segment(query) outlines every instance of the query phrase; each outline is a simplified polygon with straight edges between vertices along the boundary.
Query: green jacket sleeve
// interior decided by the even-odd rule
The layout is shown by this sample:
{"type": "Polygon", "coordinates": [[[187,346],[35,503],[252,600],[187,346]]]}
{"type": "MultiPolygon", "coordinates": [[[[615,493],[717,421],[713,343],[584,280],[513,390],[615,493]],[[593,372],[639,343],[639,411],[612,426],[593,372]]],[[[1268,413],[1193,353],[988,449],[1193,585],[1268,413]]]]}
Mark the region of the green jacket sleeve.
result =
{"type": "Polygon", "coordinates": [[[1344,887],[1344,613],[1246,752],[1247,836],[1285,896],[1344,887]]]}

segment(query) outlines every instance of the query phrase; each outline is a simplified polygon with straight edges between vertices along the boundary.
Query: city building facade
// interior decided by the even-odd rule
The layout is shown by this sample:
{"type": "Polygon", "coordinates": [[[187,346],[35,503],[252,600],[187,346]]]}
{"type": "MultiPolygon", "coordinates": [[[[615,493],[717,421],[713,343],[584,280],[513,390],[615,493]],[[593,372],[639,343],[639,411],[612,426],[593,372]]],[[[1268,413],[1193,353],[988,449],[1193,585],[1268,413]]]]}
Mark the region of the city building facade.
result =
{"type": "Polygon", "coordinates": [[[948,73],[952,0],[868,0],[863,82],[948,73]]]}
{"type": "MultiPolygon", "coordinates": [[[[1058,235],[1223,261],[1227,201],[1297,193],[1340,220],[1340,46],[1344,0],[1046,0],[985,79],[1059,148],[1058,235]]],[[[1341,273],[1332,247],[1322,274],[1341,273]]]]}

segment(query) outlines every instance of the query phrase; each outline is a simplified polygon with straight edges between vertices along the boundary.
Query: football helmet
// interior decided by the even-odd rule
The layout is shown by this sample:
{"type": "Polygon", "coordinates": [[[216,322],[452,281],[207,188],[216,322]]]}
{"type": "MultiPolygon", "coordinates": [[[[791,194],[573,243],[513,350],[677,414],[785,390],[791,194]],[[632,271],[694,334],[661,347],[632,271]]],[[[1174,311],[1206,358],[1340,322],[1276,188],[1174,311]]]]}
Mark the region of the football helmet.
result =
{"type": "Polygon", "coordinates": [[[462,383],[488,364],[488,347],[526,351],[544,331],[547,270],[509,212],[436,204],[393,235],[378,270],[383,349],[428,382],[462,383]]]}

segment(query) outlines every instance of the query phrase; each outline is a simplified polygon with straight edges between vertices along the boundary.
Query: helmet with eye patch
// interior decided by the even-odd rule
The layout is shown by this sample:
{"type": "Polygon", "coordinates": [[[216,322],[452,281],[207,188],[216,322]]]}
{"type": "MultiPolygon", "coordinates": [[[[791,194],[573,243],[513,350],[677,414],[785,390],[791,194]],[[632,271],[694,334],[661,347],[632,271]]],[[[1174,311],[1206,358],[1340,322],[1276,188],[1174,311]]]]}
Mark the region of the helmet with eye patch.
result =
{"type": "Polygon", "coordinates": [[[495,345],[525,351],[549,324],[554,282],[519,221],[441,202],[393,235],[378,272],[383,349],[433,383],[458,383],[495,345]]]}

-----

> _Aim of the task_: Print out all the entries precisely as written.

> _Task answer_:
segment(query) outlines every instance of the query phrase; each outline is a simplified polygon with straight edges between vertices along the boundary.
Query: green jacket sleeve
// interior decided by the even-odd rule
The layout is shown by this sample:
{"type": "Polygon", "coordinates": [[[187,346],[35,503],[252,600],[187,346]]]}
{"type": "MultiPolygon", "coordinates": [[[[615,493],[717,421],[713,343],[584,280],[513,390],[615,493]],[[593,372],[639,343],[639,411],[612,426],[593,372]]],[[[1268,413],[1193,353],[988,449],[1193,585],[1268,413]]]]}
Mark the region of the green jacket sleeve.
result =
{"type": "Polygon", "coordinates": [[[1344,887],[1344,613],[1246,752],[1247,836],[1285,896],[1344,887]]]}

segment(query) outlines every instance of the query phrase; each outline is a simplified polygon with straight edges between vertices along the boundary.
Query: city building facade
// interior decided by the even-odd rule
The layout is shown by this sample:
{"type": "Polygon", "coordinates": [[[187,346],[35,503],[252,600],[187,346]]]}
{"type": "MultiPolygon", "coordinates": [[[[615,493],[717,421],[713,343],[584,280],[513,390],[615,493]],[[593,372],[639,343],[639,411],[612,426],[593,372]]],[[[1268,413],[1193,353],[988,449],[1193,585],[1268,413]]]]}
Mark the region of the city building facade.
result =
{"type": "Polygon", "coordinates": [[[948,73],[952,0],[868,0],[863,82],[948,73]]]}
{"type": "MultiPolygon", "coordinates": [[[[1058,235],[1223,261],[1227,201],[1297,193],[1340,220],[1340,46],[1344,0],[1046,0],[985,79],[1059,148],[1058,235]]],[[[1341,273],[1332,247],[1322,274],[1341,273]]]]}

segment(query) outlines every instance of the query phrase; each outline is a simplified polygon with straight edges between vertices along the boundary.
Query: football helmet
// interior decided by the even-odd rule
The layout is shown by this sample:
{"type": "Polygon", "coordinates": [[[216,322],[452,281],[207,188],[216,322]]]}
{"type": "MultiPolygon", "coordinates": [[[[791,194],[573,243],[513,350],[677,414],[785,390],[791,194]],[[632,271],[694,334],[661,347],[632,271]]],[[[1174,311],[1206,358],[1340,322],[1276,188],[1174,311]]]]}
Mark the region of the football helmet.
result =
{"type": "Polygon", "coordinates": [[[462,383],[488,364],[488,347],[526,351],[544,331],[547,270],[509,212],[436,204],[393,235],[378,270],[383,349],[428,382],[462,383]]]}

segment(query) outlines every instance of the query phrase; each outline is a simplified polygon with straight edges between vertices along the boundary.
Query: helmet with eye patch
// interior decided by the even-odd rule
The layout is shown by this sample:
{"type": "Polygon", "coordinates": [[[216,322],[452,281],[207,188],[216,322]]]}
{"type": "MultiPolygon", "coordinates": [[[[791,194],[573,243],[513,350],[677,414],[785,390],[791,194]],[[632,271],[694,334],[661,347],[632,271]]],[[[1174,311],[1206,358],[1340,322],[1276,188],[1174,311]]]]}
Mark the region of the helmet with eye patch.
result =
{"type": "Polygon", "coordinates": [[[495,345],[525,351],[549,324],[554,282],[519,221],[441,202],[393,235],[378,272],[383,349],[433,383],[458,383],[495,345]]]}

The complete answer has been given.